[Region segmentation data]
______

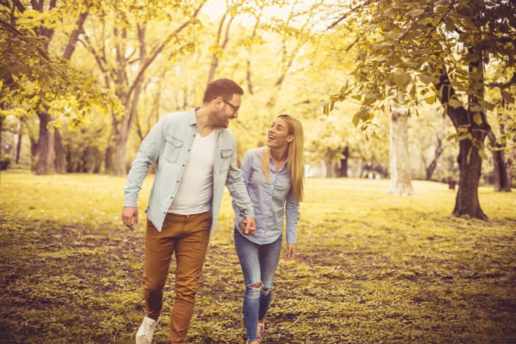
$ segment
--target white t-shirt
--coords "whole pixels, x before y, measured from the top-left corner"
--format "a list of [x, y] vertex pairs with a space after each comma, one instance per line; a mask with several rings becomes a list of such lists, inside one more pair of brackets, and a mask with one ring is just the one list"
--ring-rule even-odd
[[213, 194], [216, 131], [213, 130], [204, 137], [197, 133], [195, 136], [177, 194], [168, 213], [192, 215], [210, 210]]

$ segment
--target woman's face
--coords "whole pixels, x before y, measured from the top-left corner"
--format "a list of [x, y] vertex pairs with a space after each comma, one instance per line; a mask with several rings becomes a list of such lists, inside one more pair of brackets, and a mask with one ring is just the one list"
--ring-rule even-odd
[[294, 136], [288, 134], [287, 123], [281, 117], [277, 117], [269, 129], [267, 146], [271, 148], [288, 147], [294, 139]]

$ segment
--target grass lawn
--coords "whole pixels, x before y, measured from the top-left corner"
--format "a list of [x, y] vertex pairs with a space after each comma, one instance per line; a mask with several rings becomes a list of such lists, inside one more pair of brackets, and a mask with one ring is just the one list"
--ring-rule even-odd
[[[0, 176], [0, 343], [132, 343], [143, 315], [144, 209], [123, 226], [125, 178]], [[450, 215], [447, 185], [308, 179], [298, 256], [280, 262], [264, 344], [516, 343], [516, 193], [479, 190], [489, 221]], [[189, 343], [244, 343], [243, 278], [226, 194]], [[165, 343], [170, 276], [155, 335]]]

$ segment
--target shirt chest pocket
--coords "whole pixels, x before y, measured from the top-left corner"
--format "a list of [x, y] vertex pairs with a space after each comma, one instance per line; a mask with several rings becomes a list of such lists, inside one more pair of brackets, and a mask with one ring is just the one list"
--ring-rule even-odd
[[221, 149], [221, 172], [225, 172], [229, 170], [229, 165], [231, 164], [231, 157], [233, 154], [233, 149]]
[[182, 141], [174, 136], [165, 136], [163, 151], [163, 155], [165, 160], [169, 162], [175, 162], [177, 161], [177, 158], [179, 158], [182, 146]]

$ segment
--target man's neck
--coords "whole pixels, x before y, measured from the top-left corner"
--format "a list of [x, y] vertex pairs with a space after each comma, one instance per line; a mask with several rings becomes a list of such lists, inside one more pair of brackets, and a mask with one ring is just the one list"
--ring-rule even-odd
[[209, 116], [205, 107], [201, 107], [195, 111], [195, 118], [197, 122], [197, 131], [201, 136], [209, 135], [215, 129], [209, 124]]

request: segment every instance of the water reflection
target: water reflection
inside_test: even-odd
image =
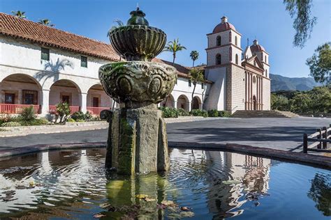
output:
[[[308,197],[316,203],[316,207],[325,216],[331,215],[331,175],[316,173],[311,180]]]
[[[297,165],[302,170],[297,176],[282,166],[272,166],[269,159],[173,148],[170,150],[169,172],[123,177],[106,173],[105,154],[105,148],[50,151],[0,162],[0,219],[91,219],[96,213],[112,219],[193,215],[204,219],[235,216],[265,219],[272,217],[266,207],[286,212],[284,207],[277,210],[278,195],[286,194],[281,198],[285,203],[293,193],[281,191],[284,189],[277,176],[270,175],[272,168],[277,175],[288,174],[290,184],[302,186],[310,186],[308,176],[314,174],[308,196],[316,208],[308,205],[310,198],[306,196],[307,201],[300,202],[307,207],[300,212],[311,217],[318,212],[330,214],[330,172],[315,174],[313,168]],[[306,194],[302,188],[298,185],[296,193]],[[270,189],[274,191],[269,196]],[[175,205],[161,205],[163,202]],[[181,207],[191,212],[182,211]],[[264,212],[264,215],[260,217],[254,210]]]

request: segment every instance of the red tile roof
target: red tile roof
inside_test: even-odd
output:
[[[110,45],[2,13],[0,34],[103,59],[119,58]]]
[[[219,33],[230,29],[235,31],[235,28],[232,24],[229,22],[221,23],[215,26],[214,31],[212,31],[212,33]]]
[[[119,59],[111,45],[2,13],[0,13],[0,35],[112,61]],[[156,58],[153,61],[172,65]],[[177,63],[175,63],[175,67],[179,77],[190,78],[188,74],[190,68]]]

______

Copy everything in the listing above, from its start down through the line containing "215], [210, 210]]", and offset every coordinate in the answer by -109 while keeping all other lines unchanged. Leave the pictures out.

* _The response_:
$ segment
--target white t-shirt
--coords "whole pixels, x before y, measured from the top-left corner"
--format "a list of [x, y] vertex pairs with a space after each comma, one instance per line; a mask with several rings becomes a list of such lists, inside one more pair of brackets, and a mask with one ring is just the one list"
--ring-rule even-odd
[[104, 85], [107, 22], [104, 21], [95, 28], [88, 24], [86, 27], [68, 85], [59, 104], [83, 106], [101, 101]]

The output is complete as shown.